◆ Actions to take:
(A) What are all the values of "X-Pacifica-Status" that the cart documentation lists?
(B) According to the cart documentation, what file name comes back if no filename parameter is present?
(C) Does each statement agree with the cart documentation? For each, answer yes or no and quote the deciding words.
(i) The -J option makes curl use the Content-Disposition file name that the server sends back.
(ii) The dbsync command checks the database's current state without changing it.
(iii) Deleting a cart returns plain text.

◆ Study text:
────────────────────────────────────────

If the cart is being processed and waiting for files to be staged locally. “X-Pacifica-Status”: “staging”
If the cart has the files locally and is currently creating the tarfile. “X-Pacifica-Status”: “bundling”
If the cart is finally ready for download. “X-Pacifica-Status”: “ready”
If the cart has an error (such as no space available to create the tarfile). “X-Pacifica-Status”: “error” “X-Pacifica-Message”: “No Space Available”
Get a cart¶
To download the tarfile for the cart.
curl http://127.0.0.1:8081/$MY_CART_UUID?filename=my_cart.tar
In the above url my_cart.tar can be any file name of your choice
If no filename parameter is present you will get back data_date.tar in the form data_YYYY_MM_DD_HH_MM_SS.tar
To save to file
curl -O -J http://127.0.0.1:8081/$MY_CART_UUID?filename=my_cart.tar
-O says to save to a file, and -J says to use the Content-Disposition file name the server is trying to send back
Once this finishes there will be a tar file named my_cart.tar
Untar by:
tar xf my_cart.tar
Delete a Cart¶
Delete a created cart.
curl -X DELETE http://127.0.0.1:8081/$MY_CART_UUID
Data returned should be json telling you status of cart deletion.
Admin Commands¶
There is some interfaces to the internals of the carts via the admin
command line interface pacifica-cartd-cmd
.
Database Management¶
The command line interface has a couple of database management commands to verify the state of the database and whether it needs updating.
To check the current state of the database, run the following:
pacifica-cartd-cmd dbchk
echo $?
To update the database to the current version, run the following:
pacifica-cartd-cmd dbsync
echo $?
If either of these commands fail you may have issues connecting to the database configured. Be sure you are using the right configuration files for connecting to your database.
Rebuild or Fix a Cart¶
Sometimes carts will fail to build, build partially, or maybe you just want to handle cart building out of band. The command line interface has a way to do this.
pacifica-cartd-cmd fixit --cartid $MY_CART_UUID
Purge Old Carts that are older than a specific date.¶
Sometimes carts dont get cleaned up by users, and need to be expired. The command line interface has a way to do this.
pacifica-cartd-cmd purge --time-ago="60 days ago"

────────────────────────────────────────

◆ Stored data:
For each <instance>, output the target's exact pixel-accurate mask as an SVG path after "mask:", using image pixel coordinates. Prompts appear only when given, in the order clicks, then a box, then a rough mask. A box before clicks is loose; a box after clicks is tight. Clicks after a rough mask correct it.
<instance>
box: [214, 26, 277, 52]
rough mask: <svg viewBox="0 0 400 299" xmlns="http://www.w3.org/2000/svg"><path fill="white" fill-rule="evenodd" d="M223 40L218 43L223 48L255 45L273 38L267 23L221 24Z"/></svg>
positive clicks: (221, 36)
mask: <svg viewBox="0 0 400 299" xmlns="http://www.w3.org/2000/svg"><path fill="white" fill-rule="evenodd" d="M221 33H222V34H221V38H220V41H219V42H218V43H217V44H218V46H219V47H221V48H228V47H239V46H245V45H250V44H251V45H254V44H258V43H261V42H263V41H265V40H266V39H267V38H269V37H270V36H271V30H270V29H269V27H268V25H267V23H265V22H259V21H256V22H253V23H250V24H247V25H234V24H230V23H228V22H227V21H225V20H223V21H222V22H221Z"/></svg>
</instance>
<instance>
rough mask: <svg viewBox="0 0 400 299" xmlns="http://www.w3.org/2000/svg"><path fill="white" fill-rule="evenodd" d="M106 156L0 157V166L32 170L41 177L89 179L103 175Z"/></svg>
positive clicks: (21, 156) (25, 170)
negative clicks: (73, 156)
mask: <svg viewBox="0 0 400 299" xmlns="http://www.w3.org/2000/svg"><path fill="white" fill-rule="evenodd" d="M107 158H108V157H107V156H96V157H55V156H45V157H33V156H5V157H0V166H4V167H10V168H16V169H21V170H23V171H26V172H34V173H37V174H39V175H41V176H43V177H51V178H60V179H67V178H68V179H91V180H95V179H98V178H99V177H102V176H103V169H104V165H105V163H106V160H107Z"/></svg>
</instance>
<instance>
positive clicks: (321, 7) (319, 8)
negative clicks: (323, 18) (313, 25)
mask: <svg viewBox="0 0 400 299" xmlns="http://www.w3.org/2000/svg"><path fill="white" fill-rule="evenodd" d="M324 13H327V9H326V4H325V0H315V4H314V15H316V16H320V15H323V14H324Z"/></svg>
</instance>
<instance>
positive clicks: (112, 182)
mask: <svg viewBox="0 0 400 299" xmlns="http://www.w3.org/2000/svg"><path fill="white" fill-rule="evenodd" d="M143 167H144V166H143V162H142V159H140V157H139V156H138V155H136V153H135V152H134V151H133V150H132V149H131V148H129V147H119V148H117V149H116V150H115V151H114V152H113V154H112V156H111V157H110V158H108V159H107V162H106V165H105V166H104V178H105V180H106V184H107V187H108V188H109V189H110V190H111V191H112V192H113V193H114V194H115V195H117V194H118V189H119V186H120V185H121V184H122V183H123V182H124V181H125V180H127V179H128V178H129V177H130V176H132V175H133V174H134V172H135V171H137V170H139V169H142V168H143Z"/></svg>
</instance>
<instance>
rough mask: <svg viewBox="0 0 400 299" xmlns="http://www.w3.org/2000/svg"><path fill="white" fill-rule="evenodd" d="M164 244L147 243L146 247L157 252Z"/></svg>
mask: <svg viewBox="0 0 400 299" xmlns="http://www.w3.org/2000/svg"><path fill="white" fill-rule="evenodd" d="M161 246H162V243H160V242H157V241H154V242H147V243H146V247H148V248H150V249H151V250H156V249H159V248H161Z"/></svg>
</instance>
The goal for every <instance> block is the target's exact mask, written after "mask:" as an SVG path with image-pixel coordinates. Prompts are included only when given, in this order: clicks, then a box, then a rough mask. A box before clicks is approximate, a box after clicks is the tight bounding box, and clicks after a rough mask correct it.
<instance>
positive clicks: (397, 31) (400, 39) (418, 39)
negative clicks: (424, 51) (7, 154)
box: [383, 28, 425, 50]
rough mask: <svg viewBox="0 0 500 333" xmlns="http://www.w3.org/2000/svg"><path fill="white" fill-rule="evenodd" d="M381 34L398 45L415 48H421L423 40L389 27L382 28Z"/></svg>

────────────────────────────────────────

◆ Expected outputs:
(A) staging, bundling, ready, error

(B) data_date.tar, in the form data_YYYY_MM_DD_HH_MM_SS.tar

(C)
(i) Yes: "-J says to use the Content-Disposition file name the server is trying to send back"
(ii) No: "To update the database to the current version, run the following:"
(iii) No: "Data returned should be json telling you status of cart deletion."